» EXERCISE DESCRIPTION:
According to the text on state reconciliation in Kubernetes, what does a component do when the outcome of its earlier request does not match the desired state?

» TEXT EXTRACT:
====
In distributed, asynchronous systems, state management has its challenges, because as you might know: "Everything Fails All the Time" (Werner Vogels). To ensure a consistent async state update in a distributed system, a component must reconcile the desired state, i.e. check if the outcome of their previous state-manipulating request to another component corresponds to the desired state. If this is not the case, the component repeats the update requests and checks again.

xing-anzeige-cloud-native-01_640

Kubernetes represents an asynchronous, distributed state manager. You declare the desired state for a component instance, and kubernetes tries to create and maintain that state should anything change.

"Reconcile" is the basic pattern in kubernetes where controllers ensure that, for any given object, the actual state of the world (both the cluster state, and potentially external state e.g. loadbalancers for a cloud provider) matches the desired state declared in the object.

If the desired state is "simple", like create one loadbalancer with this config (spec), one can easily imagine, how to reconcile that: we try to create the loadbalancer with a call to an external API and if this fails, we queue this task to try again later.

But what if you have to reconcile desired state with an external API that consists of a bunch of objects that have to be created in a specific order, i.e. that have dependencies among each other?
====
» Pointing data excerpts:

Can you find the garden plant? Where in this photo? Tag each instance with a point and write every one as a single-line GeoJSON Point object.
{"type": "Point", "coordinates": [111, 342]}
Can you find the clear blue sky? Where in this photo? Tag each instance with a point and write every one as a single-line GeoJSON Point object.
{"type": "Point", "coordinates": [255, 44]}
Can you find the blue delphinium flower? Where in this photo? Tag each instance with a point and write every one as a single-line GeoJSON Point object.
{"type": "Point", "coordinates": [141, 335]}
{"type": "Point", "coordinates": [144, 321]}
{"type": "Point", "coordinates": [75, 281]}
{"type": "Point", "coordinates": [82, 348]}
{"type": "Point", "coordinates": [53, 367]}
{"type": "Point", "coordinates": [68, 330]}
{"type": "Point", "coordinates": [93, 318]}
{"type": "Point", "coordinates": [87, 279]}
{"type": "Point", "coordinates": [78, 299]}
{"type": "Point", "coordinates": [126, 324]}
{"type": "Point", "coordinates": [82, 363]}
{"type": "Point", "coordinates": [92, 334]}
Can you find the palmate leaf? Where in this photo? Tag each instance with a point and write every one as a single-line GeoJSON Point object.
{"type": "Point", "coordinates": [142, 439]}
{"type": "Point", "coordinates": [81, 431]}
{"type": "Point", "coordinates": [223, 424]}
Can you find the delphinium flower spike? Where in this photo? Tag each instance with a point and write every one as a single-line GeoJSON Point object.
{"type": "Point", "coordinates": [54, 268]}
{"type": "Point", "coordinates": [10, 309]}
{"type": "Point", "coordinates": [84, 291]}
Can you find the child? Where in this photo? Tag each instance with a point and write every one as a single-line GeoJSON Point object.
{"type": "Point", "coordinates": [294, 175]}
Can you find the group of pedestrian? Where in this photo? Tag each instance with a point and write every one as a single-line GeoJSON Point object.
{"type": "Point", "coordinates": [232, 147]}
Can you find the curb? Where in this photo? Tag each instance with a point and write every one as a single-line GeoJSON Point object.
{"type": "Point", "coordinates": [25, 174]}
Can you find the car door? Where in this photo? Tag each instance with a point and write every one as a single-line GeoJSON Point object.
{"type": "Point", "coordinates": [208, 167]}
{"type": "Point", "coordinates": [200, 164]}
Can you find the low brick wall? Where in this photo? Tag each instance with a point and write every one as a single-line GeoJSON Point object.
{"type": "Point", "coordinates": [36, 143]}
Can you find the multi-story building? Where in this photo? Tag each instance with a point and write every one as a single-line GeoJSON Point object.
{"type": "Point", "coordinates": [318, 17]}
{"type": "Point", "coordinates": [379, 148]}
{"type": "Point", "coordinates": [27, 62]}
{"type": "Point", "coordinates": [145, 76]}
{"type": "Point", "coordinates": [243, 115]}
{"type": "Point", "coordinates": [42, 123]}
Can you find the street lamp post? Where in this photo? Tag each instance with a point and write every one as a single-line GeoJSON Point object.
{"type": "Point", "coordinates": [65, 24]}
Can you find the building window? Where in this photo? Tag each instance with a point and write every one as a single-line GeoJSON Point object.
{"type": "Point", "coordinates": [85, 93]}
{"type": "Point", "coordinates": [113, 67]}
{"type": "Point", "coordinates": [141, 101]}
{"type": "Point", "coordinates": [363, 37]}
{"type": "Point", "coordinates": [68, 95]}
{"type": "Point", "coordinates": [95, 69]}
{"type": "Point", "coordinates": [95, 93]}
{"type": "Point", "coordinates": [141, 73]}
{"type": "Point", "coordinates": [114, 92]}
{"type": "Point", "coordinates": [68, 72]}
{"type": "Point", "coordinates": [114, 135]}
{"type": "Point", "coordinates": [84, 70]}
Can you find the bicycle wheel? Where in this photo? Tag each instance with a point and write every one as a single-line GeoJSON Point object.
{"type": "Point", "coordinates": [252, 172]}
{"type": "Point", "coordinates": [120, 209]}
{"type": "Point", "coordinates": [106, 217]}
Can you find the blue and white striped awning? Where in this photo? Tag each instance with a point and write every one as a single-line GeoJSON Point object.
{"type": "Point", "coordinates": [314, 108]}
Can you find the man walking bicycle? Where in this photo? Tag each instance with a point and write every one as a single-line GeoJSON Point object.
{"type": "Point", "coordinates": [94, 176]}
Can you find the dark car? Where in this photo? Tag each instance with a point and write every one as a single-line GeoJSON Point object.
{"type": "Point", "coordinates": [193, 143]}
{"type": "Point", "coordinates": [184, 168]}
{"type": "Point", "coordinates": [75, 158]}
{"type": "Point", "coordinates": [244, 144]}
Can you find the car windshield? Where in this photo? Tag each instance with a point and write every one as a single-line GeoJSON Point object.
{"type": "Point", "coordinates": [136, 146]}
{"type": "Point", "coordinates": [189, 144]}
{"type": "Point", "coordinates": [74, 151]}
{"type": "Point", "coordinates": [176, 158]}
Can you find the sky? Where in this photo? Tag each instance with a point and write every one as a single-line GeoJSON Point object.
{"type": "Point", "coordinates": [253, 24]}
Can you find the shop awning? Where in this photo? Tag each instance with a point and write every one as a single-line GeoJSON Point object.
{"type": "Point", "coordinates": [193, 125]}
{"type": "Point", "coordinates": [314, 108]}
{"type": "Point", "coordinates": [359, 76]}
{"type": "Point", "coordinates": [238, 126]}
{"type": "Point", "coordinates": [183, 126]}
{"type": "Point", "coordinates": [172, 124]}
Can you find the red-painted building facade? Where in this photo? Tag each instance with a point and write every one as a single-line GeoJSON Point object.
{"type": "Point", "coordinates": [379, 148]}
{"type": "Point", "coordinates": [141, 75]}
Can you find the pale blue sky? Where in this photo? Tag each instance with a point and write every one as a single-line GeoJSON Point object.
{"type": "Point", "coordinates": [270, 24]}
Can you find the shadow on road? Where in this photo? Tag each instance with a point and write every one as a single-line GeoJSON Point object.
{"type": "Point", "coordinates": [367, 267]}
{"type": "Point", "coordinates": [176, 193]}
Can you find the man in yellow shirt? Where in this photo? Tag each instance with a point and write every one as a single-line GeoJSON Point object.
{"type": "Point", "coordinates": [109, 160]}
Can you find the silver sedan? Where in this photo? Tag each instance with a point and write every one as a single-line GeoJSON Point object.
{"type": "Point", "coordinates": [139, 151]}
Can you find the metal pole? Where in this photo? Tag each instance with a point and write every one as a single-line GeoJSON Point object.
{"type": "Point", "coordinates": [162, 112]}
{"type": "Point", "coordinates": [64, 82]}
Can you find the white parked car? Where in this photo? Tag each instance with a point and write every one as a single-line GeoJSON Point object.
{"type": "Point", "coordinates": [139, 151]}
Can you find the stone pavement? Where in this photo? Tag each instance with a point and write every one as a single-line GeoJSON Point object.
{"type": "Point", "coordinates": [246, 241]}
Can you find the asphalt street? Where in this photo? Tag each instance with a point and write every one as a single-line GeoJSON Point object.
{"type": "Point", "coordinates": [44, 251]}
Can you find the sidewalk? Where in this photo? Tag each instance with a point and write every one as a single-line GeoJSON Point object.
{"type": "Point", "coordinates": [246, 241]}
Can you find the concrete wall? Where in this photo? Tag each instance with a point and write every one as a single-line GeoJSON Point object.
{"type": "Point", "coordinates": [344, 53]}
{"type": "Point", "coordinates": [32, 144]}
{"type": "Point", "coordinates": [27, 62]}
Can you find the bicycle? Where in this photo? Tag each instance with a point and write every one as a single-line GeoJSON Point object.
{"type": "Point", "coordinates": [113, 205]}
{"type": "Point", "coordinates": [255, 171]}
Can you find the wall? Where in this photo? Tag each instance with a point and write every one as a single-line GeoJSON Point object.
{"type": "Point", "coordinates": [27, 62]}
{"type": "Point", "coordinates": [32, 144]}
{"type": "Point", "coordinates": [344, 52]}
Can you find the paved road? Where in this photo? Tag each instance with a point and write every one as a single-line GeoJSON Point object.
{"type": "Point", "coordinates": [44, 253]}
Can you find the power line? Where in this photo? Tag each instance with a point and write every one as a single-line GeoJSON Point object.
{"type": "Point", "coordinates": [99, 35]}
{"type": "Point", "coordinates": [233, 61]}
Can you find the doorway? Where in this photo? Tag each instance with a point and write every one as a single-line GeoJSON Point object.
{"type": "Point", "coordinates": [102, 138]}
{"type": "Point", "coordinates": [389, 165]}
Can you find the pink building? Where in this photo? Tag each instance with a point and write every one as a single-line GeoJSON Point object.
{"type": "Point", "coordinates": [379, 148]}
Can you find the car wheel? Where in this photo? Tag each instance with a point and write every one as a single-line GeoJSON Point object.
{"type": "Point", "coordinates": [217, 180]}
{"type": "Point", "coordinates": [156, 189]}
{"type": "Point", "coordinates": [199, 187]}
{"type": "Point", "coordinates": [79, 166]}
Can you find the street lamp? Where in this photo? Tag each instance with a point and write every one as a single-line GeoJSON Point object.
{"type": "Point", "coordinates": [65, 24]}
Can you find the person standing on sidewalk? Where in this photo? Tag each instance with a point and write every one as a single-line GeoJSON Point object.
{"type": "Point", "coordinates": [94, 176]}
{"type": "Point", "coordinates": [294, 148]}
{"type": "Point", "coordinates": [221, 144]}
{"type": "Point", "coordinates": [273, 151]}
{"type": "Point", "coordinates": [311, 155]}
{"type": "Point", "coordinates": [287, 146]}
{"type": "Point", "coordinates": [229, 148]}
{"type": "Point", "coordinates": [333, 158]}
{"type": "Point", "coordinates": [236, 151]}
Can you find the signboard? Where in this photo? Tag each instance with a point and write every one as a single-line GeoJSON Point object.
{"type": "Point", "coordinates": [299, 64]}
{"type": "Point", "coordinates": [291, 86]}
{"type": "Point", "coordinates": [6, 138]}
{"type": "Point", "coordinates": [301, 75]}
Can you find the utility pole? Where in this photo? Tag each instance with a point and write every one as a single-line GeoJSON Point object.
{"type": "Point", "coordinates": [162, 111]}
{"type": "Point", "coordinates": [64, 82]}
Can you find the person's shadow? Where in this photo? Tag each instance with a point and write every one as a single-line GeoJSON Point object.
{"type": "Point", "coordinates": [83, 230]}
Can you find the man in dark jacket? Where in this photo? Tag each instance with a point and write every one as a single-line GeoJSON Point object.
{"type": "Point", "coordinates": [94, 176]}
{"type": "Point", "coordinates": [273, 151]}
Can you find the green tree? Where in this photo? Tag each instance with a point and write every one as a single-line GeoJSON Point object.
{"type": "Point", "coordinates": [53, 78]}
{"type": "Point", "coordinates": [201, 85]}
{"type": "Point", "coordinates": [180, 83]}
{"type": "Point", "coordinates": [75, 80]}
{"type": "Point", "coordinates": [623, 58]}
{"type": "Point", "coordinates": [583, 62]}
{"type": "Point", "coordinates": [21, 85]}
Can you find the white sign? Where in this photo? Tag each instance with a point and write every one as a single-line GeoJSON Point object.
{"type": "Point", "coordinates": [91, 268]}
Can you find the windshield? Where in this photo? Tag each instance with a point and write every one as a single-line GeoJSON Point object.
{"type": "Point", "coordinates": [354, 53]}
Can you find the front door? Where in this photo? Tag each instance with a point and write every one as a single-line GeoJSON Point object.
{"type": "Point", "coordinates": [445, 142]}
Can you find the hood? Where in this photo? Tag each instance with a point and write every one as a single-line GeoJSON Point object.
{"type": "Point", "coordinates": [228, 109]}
====
» TASK OUTPUT:
It repeats the update requests and checks again.